そこで本記事では、ECサイトでサーバーが落ちる主な原因と、サーバーダウンを防ぐための基本対策や具体的な施策などについて解説します。
「サーバー落ちの具体的な原因を知りたい」「短期的に解決できる応急処置や、長期的な対策を把握したい」という方はもちろん、「再発防止のためのインフラ設計やクラウド移行などを検討したい」「システムをリプレイスすべきかの判断材料が欲しい」と考えていらっしゃる方も、ぜひご一読ください。
ECサイトでサーバーが落ちる主な原因

ECサイトでサーバーがダウンする主な原因はいくつかあり、大きく分けて「アクセス集中」、「ハードウェア・ソフトウェアのトラブル」、「サイバー攻撃」の3つが挙げられます。それぞれ、詳しく解説していきましょう。
アクセス集中による負荷超過
ECサイト特有の、サーバーダウンの最も一般的な原因の一つです。サーバーが一度に処理できるアクセス数や負荷の限界を超えると、処理が追いつかなくなりダウンします。

練習問題
A – 本文の「そこで本記事では、ECサイト」から「詳しく解説していきましょう。」までを、一字一句違えずに書き写してください。
B – 本文のうち「ECサイトでサーバーがダウンする主な原因はいくつかあり」で始まる段落を、主要な事実を残したまま箇条書きにまとめてください。
C – 本文によれば、アクセスが集中するとなぜサーバーがダウンするのですか。1～3文で説明してください。

収集データ
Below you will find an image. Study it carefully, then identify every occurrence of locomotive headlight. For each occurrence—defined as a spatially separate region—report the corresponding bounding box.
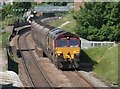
[57,51,62,56]
[74,53,80,58]
[74,51,80,58]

解答
A –
そこで本記事では、ECサイトでサーバーが落ちる主な原因と、サーバーダウンを防ぐための基本対策や具体的な施策などについて解説します。
「サーバー落ちの具体的な原因を知りたい」「短期的に解決できる応急処置や、長期的な対策を把握したい」という方はもちろん、「再発防止のためのインフラ設計やクラウド移行などを検討したい」「システムをリプレイスすべきかの判断材料が欲しい」と考えていらっしゃる方も、ぜひご一読ください。
ECサイトでサーバーが落ちる主な原因

ECサイトでサーバーがダウンする主な原因はいくつかあり、大きく分けて「アクセス集中」、「ハードウェア・ソフトウェアのトラブル」、「サイバー攻撃」の3つが挙げられます。それぞれ、詳しく解説していきましょう。

B –
ECサイトでサーバーがダウンする主な原因（大きく3つ）
・アクセス集中
・ハードウェア・ソフトウェアのトラブル
・サイバー攻撃

C – サーバーが一度に処理できるアクセス数や負荷の限界を超えると、処理が追いつかなくなるためです。